New Master’s thesis: Lena Lenkeit on “Design, development, and experimental verification of a framework for fully-differentiable, gradient-based optimal control of biological systems”

Lena Lenkeit defended her Master’s thesis titled “Design, development, and experimental verification of a framework for fully-differentiable, gradient-based optimal control of biological systems” on 23. October 2023.

This work was done in collaboration with Dr. Dr. Stefan Kallenberger who is also based at the BioQuant.

New Master and Bachelor theses: Emma Kray finished her Bachelor’s thesis and Pascal Lukas defended his Master’s thesis

Emma Kray finished her Bachelor’s thesis titled “A model-based investigation of immune system composition upon vaccinations against influenza” in August.

Pascal Lukas defended his Master’s thesis on “Analyzing and modeling the spatio-temporal dynamics of the interferon response to Dengue virus infection” on 29. September 2023.

Both projects were done in collaboration with the group of Prof. Dr. Frederik Graw at the FAU Erlangen.

30th International Dynamics & Evolution of Human Viruses conference

The 30th International Dynamics & Evolution of Human Viruses conference is taking place from April 19 to 22, 2023 at the German Cancer Research Center (DKFZ) and the Marriott in Heidelberg.

This meeting series was designed to promote discussion between specialists in quantitative and computational approaches in two areas in the field of virology where these are particularly important:

  1. Modeling of viral and cellular dynamics 
  2. Viral evolution and population genetics

We co-organised this meeting together with Frederik Graw, Emma Hodcroft, Denise Kühnert, Richard Neher. Organising institutions are the BioQuant / Heidelberg University and the School of Medicine at UC San Diego.

▶ **Stored data**
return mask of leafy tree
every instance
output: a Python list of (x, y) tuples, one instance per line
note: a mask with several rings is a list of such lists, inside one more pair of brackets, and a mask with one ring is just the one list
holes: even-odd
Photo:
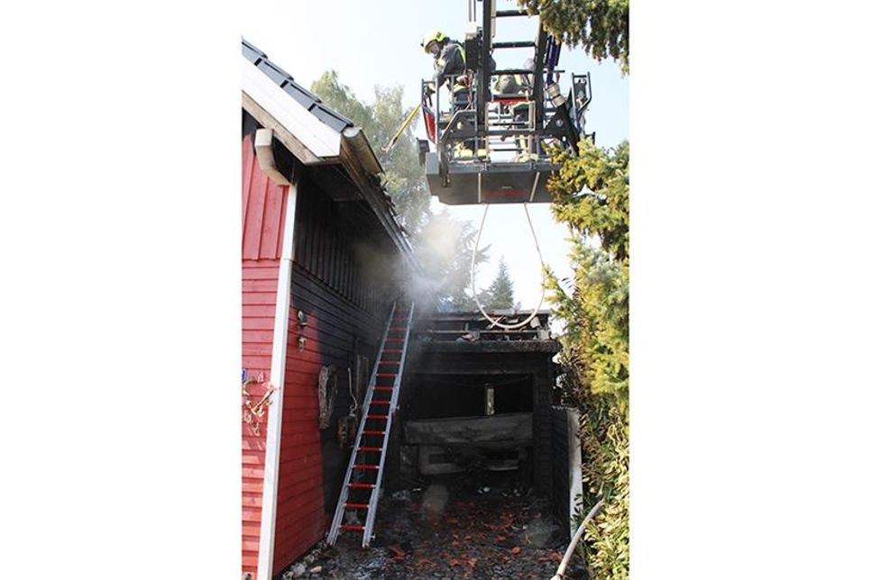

▶ **What to work on**
**A.** From the lab news text, reproduce the passage from "Lena Lenkeit defended" up to and including "the FAU Erlangen.", word for word.
**B.** Write the next part of the lab news text, picking up right after its final sentence.

▶ **Answer list**
**A.**
Lena Lenkeit defended her Master’s thesis titled “Design, development, and experimental verification of a framework for fully-differentiable, gradient-based optimal control of biological systems” on 23. October 2023.

This work was done in collaboration with Dr. Dr. Stefan Kallenberger who is also based at the BioQuant.

New Master and Bachelor theses: Emma Kray finished her Bachelor’s thesis and Pascal Lukas defended his Master’s thesis

Emma Kray finished her Bachelor’s thesis titled “A model-based investigation of immune system composition upon vaccinations against influenza” in August.

Pascal Lukas defended his Master’s thesis on “Analyzing and modeling the spatio-temporal dynamics of the interferon response to Dengue virus infection” on 29. September 2023.

Both projects were done in collaboration with the group of Prof. Dr. Frederik Graw at the FAU Erlangen.

**B.**
We provided travel grants for exceptional young researchers from abroad.

You can find more information at the conference webpage.

New Master: Johanna Daas defends her Master’s Thesis

Johanna Daas successfully defended her Master’s thesis titled “Model workflows with the COPASI R Connector (CoRC)” on 10th June 2022.

Congratulations, Johanna!

PS It should be mentioned that Johanna had already published an article as first author in Mathematical Biosciences during her Master’s project:
J.CJ. Daas, J.D Förster and J. Pahle (2022)
Dynamic Publication Media with the COPASI R Connector (CoRC).
Mathematical Biosciences, doi:10.1016/j.mbs.2022.108822 (open access)

New publication on creating Dynamic Publication Media with the COPASI R Connector (CoRC) in Mathematical Biosciences

Mathematical Biosciences accepted our new manuscript, titled “Dynamic Publication Media with the COPASI R Connector (CoRC)” for publication in their special issue “Dynamic Publication Media in Mathematical Biology”.

Dynamic publication media are becoming a popular tool for authors to effectively compose and publish their work. In this article we show how dynamic publication media and the COPASI R Connector (CoRC) can be combined in a natural and synergistic way to communicate (biochemical) models.

For further information please have a look at:
J.CJ. Daas, J.D Förster and J. Pahle (2022)
Dynamic Publication Media with the COPASI R Connector (CoRC).
Mathematical Biosciences, doi:10.1016/j.mbs.2022.108822 (open access)

New publication on our COPASI R Connector (CoRC) software appeared in Bioinformatics

We published an application note in Bioinformatics describing the COPASI R Connector (CoRC), our high-level application programming interface (API) that allows users to access COPASI’s (www.copasi.org) simulation and analysis capabilities from the R programming environment.

For further information please see:
J. Förster, F.T. Bergmann and J. Pahle (2021)
CoRC – the COPASI R Connector.
Bioinformatics, doi:10.1093/bioinformatics/btab033

Talk at the Online BioQuant Internal Seminar by Kevin Siswandi

[Kevin Siswandi photo]

Kevin Siswandi, a Master student in our group, gave a talk in the BioQuant Internal Seminar series on 16. April 2020. Due to the Corona virus pandemic the seminar was exclusively held online.

In his talk Kevin presented an AI project he has worked on last semester in our group with the title “Predicting the dynamics of biochemical systems from time-series multi-omics data“. Please see Kevin’s abstract below for further details.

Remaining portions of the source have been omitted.